## YOUR OBJECTIVE
Copy out the rows word for word, beginning at the line that contains "Should you be willing to segment every instance of the crowd" and stopping after the line that contains "84L385 78L381 91ZM93", with both of those lines included.

## DATA ENTRIES
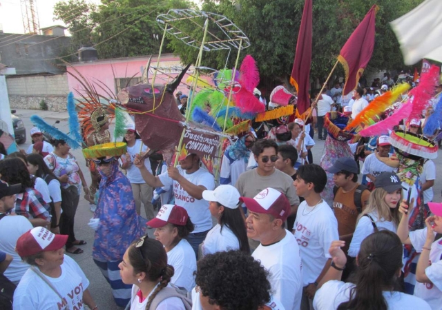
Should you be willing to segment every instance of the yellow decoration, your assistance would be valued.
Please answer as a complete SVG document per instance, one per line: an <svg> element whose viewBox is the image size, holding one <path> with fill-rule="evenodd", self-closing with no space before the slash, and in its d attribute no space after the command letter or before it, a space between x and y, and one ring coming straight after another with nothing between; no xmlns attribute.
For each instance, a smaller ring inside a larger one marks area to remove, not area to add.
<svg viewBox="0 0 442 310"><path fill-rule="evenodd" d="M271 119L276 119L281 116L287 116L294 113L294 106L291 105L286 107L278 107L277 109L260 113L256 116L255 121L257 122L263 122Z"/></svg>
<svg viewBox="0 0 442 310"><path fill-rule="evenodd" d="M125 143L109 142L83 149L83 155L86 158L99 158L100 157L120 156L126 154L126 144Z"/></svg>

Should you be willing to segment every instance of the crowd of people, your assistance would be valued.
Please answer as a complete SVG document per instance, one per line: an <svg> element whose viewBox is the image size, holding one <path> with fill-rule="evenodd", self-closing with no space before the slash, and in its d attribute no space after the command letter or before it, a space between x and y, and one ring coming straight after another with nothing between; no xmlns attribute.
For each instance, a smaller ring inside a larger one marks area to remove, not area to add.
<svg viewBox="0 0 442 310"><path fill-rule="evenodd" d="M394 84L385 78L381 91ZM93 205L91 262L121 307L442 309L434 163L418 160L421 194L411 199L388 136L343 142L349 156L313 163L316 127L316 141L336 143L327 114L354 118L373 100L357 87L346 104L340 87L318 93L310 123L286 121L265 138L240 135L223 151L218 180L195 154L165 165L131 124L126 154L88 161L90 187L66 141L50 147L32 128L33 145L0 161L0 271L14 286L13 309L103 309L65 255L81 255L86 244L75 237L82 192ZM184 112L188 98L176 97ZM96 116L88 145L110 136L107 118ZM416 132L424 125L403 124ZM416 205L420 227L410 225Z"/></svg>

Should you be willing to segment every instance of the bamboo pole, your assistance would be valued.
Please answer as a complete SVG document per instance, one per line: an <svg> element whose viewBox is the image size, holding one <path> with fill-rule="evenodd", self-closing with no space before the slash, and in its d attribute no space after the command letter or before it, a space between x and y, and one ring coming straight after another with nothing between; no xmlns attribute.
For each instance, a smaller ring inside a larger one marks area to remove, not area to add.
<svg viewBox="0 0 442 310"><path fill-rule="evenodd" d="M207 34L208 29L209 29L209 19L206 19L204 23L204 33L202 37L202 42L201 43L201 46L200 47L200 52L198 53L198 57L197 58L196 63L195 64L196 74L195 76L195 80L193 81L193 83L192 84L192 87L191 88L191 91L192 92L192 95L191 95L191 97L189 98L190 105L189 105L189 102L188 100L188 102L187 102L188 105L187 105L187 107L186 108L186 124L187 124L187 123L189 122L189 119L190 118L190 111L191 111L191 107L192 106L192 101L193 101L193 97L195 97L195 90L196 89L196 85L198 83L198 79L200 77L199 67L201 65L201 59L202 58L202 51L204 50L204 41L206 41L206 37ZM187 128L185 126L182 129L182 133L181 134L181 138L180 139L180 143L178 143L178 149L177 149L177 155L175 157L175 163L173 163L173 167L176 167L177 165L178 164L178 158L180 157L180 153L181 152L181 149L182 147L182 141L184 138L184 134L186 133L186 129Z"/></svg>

==

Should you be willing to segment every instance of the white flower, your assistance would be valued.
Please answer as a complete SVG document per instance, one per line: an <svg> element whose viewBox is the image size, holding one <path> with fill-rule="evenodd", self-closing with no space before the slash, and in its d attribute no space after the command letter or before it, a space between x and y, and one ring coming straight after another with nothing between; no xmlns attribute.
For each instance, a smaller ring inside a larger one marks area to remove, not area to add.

---

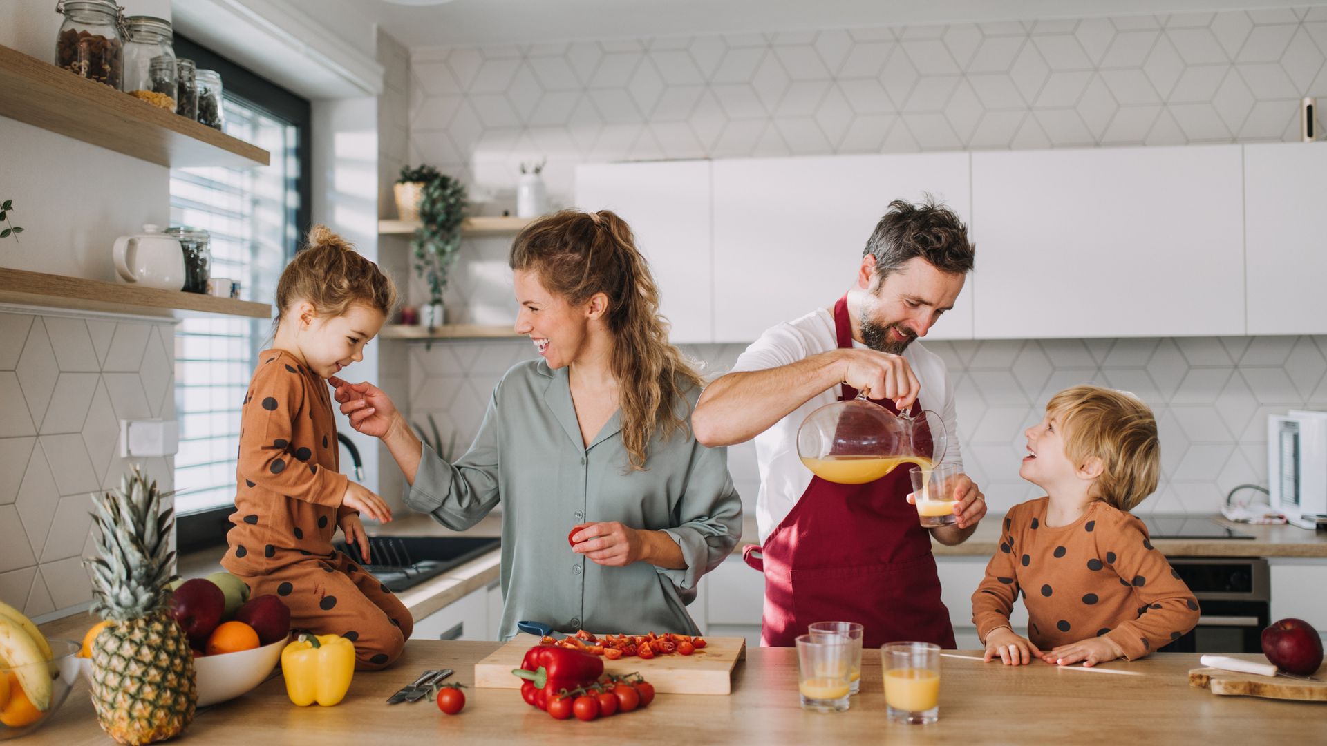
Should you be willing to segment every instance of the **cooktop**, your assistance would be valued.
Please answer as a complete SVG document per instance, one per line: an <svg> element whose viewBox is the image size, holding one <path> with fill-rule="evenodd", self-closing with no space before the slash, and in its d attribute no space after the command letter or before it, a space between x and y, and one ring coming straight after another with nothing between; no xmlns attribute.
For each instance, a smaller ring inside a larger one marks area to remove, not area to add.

## SOLVED EXERCISE
Should you be willing to segment every instance of the crowd of people, your assistance would be valued.
Please answer as a complete SVG document per instance, one per line: an <svg> element whose viewBox is the image size, holding one <path> with fill-rule="evenodd", self-closing with no space before the slash, and in its d attribute no space after the command letter or before it, a space between x and y, and one ring coming straight after another with nothing between; no xmlns attribute.
For each instance, a smaller ring inside a larger one marks area to remove, not area to add.
<svg viewBox="0 0 442 310"><path fill-rule="evenodd" d="M394 84L385 78L381 91ZM93 205L91 262L121 307L442 309L434 163L418 160L421 194L411 199L388 136L343 142L349 156L313 163L316 127L316 141L336 143L327 114L354 118L373 100L357 87L346 104L340 87L318 93L310 123L286 121L265 138L240 135L223 151L218 180L195 154L165 165L131 124L126 154L88 161L90 187L66 141L50 147L32 128L33 145L0 161L0 271L14 286L13 309L103 309L65 255L81 255L86 244L75 237L82 192ZM184 112L188 98L176 97ZM96 116L88 145L110 136L107 118ZM416 132L424 125L403 124ZM416 205L420 227L410 225Z"/></svg>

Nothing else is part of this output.